» Task list
1) In the post about solving Project Euler in C++, shorten the paragraph beginning "Problem 2 is extremely easy" while keeping its main facts.
2) Pick up the post about solving Project Euler in C++ after its final sentence and continue it.

━━━ Text passage ━━━

Euler Zero: DOA

Well, that didn't take long.

I've been doing a lot of template metaprogramming over the past few years. They can be useful in some circumstances, but when working (playing) with them on my own time it was primarily as 1) a challenge to see how far I could push them (without the compiler dying, as it did when template metaprogramming was proven Turing-complete), and 2) a source of amusement, like Sudoku. Although I'd been following the evolution of the C++14 Standard pretty closely (especially constexpr), for some reason I really didn't give much thought to it when I decided to write a zero-runtime solution for every Project Euler problem. I was just thinking in terms of templates and metaprogramming, rather than thinking about the undertaking as a whole in the context of all the Project Euler problems. Until Problem 2.

Problem 2 is extremely easy: Calculate the sum of all even Fibonacci numbers less than four million. Well, an iterative solution is easy. However, we can't really use an equally straightforward (but less efficient) recursive solution with a depth of 4,000,000 (actually, ~3.52M). After thinking about different ways to accomplish this with template metaprogramming (all of which are essentially ugly workarounds to the fact that all C++ TMP looping basically boils down to recursion of some sort), I decided I would just go the easy route and use the relaxations on constexpr in C++14.

And that was the nail in the coffin for Euler Zero. Initially, simply using constexpr functions felt almost...dirty, like I was cheating. It was just too easy. But after thinking about it, I thought "WTF am I doing wasting my time on template metaprogramming when it's effectively dead, killed by N3652" (more on this in a later post). So, my whole idea about presenting each solution as two files - one I could use as a check for correctness and a zero-runtime TMP solution now seems to me to be a colossal waste of time. With the relaxations on constexpr functions, any problem with parameters, constraints and definitions fixed at compile-time can be expressed as a series of constexpr functions with a zero-runtime solution. No template metaprogramming needed (or wanted).

So while the Project Euler problems may still be interesting or fun to solve in their own right, finding a zero-runtime solution in C++ is no longer of any interest to me whatsoever as a separate challenge: finding a correct solution is by definition a zero-runtime solution if you express it using constexpr. As a bonus, it's a hell of a lot cleaner and easier to understand than an equivalent TMP solution. Just to illustrate the point, soutions for problems 2 and 3 follow. As promised, both solutions will be preceded by a spoiler alert.

I'm not even going to bother posting each solution twice (verification implementation and zero-runtime implementation) - it is exactly the same code for each one. So here's the spoiler alert, for the last time on this blog:

***SPOILER ALERT*** Solution to a Project Euler problem follows: If you have not already done so, read this post before continuing. If you are working through the Project Euler problems and wish to solve them on your own (in C++), you might want to stop reading now if you have any self-respect. You've been given fair notice.

━━━ Extracted material ━━━

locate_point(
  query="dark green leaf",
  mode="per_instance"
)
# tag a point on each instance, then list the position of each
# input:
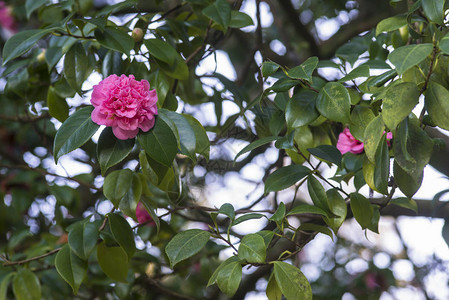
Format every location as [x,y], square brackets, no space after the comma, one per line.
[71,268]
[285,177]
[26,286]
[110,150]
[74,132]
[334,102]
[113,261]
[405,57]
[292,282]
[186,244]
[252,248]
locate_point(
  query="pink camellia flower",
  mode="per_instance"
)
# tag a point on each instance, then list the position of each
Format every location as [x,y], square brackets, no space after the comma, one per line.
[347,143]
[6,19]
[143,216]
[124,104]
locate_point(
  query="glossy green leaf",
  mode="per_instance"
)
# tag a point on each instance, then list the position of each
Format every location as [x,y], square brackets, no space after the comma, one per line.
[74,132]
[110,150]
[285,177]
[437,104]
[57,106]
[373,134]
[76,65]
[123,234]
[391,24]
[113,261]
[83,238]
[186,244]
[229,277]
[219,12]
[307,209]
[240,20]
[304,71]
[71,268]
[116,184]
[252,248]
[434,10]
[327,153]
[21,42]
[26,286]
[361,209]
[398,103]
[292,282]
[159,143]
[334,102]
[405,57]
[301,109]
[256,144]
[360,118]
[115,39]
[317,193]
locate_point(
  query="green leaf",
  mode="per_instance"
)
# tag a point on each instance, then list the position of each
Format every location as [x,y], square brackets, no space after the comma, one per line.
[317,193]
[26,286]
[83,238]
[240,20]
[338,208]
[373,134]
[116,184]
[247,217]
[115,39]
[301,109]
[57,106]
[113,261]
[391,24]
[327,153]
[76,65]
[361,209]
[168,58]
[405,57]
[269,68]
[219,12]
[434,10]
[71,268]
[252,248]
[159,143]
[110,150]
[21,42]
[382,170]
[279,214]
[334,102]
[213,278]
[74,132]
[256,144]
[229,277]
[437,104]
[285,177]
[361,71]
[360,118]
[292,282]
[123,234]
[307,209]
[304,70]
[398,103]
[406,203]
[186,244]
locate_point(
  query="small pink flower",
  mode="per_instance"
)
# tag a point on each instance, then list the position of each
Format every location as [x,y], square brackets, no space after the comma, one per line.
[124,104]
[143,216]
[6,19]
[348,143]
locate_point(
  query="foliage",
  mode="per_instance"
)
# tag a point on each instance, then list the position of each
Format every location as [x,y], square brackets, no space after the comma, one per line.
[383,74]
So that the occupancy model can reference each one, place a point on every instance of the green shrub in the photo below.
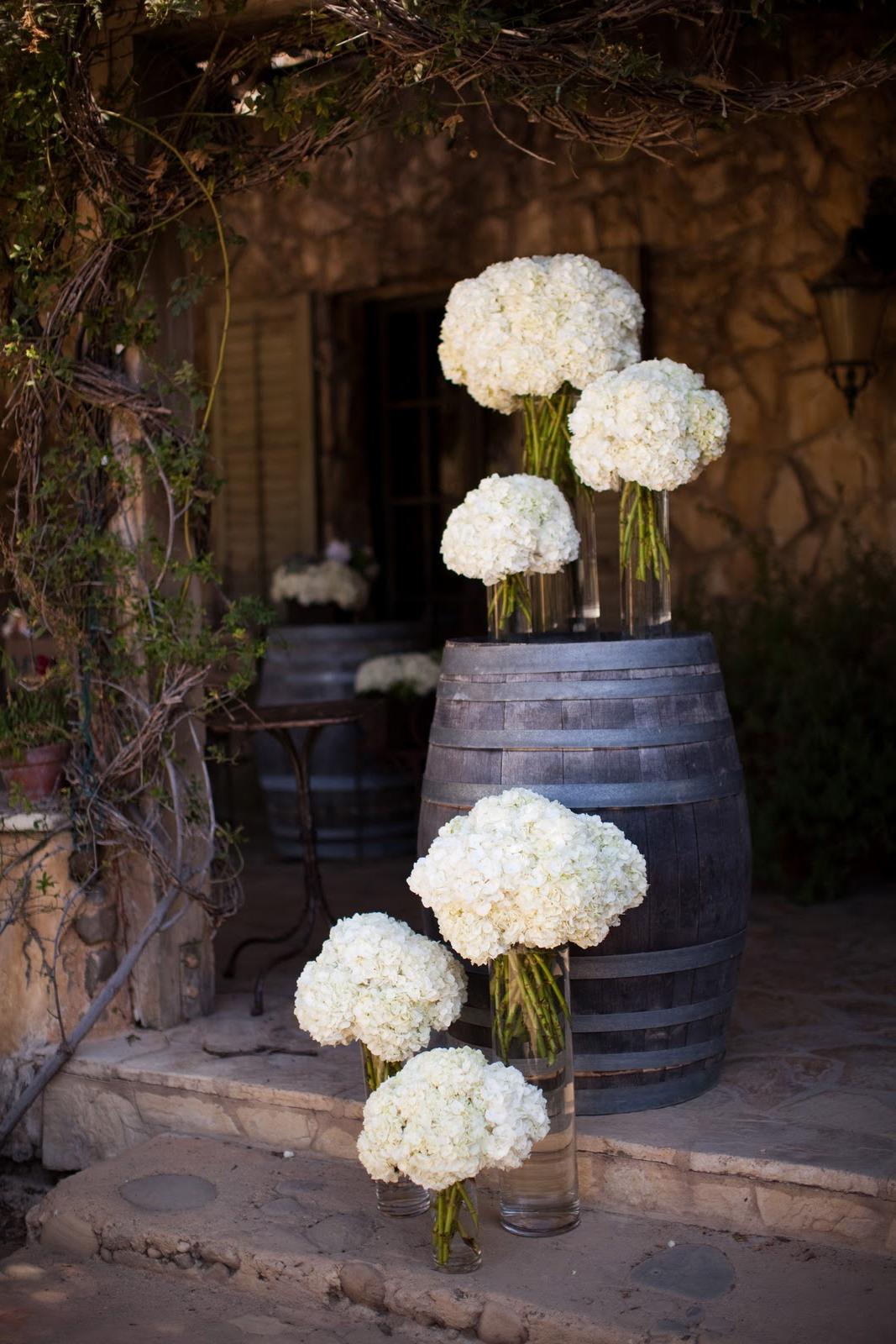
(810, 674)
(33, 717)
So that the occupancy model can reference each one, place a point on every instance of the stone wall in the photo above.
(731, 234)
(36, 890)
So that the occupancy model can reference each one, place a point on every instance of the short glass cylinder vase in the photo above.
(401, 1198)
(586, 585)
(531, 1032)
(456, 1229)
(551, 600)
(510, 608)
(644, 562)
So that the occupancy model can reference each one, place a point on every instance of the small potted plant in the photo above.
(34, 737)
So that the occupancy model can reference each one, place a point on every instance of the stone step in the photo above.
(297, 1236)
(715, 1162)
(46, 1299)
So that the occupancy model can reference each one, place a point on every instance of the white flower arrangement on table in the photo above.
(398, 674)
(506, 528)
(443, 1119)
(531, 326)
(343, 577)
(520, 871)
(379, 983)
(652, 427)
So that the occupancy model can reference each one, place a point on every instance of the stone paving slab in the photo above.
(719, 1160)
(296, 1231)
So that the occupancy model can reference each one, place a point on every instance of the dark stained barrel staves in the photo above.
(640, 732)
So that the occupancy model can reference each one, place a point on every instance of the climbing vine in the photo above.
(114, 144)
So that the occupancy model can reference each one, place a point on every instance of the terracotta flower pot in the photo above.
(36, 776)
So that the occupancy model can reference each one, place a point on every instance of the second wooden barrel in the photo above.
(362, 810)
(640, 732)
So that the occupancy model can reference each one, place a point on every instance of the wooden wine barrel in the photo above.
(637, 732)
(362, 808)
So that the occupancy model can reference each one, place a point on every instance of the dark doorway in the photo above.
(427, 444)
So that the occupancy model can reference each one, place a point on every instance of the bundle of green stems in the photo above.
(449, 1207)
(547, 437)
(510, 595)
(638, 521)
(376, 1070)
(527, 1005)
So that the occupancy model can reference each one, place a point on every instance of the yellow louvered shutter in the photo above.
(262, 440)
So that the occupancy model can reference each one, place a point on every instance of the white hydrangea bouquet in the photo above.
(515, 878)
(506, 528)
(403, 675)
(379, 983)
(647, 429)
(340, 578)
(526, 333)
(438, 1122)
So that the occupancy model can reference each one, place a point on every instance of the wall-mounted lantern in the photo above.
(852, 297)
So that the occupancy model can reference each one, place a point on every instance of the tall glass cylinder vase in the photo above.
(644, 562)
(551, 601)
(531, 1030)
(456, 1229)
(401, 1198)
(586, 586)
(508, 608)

━━━

» Task responses
1) Problem 2 asks for the sum of all even Fibonacci numbers below four million. An iterative solution is easy, but a simpler recursive one would need a depth of about 3.52 million, which is not practical. Every template metaprogramming approach amounted to an ugly workaround, because all looping there comes down to some form of recursion. So the author chose the easy route: the relaxed constexpr rules in C++14.

2)
Problem 002
By considering the terms in the Fibonacci sequence whose values do not exceed four million, find the sum of the even-valued terms.

Solution:

constexpr unsigned SumEvenFibs(const unsigned lim)
{
  unsigned sum = 0;
    
    unsigned prev2 = 1;
    unsigned prev1 = 1;
    unsigned next  = 2;
    while (prev1 < lim){
        if (!(prev1 & 1)){
            sum += prev1;
        }
        prev2 = prev1;
        prev1 = next;
        next = prev1 + prev2;
    }
  return sum;
}


const unsigned long sum = SumEvenFibs(4000000);
/*
#include <iostream>

int main()
{
  std::cout << sum << "\n";
}

*/

Take the code for Problem 2 and paste it into Matt Godbolt's excellent compiler explorer at https://gcc.godbolt.org/. Select "x86 clang 3.4.1" as the compiler (gcc does not yet support relaxations on constexpr, expected in GCC 5; expected in VC++ sometime before never "if all goes well"). Use the following command line options:

    --std=c++1y -Wall -pedantic -S

The Assembly output window will show:

1  sum:
2      .quad   4613732               # 0x466664

And there's your (zero-runtime) answer. To compile under gcc or MSVC to verify, just remove the constexpr specifier and uncomment main().

---

 
Problem 003
What is the largest prime factor of the number 600851475143 ?

Solution:

constexpr unsigned long LargestPrimeFactor(unsigned long long n)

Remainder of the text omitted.